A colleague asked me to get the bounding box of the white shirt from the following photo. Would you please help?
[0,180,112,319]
---------------
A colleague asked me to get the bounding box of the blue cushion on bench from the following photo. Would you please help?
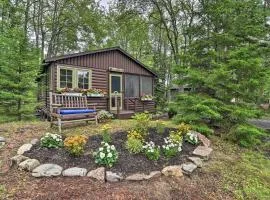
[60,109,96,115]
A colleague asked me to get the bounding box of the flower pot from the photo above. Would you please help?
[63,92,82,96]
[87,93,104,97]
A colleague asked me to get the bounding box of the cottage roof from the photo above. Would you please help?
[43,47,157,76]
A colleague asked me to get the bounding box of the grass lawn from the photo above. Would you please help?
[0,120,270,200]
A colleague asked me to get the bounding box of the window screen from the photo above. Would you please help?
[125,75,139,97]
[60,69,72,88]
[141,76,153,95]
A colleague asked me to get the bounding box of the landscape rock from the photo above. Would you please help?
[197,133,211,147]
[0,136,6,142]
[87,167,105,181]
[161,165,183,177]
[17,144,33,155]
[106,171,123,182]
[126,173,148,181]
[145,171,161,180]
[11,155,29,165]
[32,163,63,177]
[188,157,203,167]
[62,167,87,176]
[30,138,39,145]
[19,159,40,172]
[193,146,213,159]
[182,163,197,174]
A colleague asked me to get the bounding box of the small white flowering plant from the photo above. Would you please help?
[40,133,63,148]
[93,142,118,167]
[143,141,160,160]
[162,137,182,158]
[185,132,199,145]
---------------
_Given problem:_ Update the records from the line containing "of the landscape" through the line containing "[185,132,199,145]", both included, by replacing "flowering plant" with "blooming plant" and keeping everything else the same. Give only those lines.

_Complete response:_
A colleague asked me to get the bounding box of the landscape rock from the photo above. Would you please help?
[197,133,211,147]
[0,136,6,142]
[87,167,105,181]
[161,165,183,177]
[17,144,33,155]
[106,171,123,182]
[126,173,148,181]
[145,171,161,180]
[11,155,29,165]
[32,163,63,177]
[188,157,203,167]
[62,167,87,176]
[30,138,39,145]
[19,159,40,172]
[193,146,213,159]
[182,163,197,174]
A colleague asked me to get the bounding box of the small white blooming plant from the photo above. Would you please help?
[40,133,63,148]
[93,142,118,167]
[143,141,160,160]
[162,137,182,158]
[185,132,199,145]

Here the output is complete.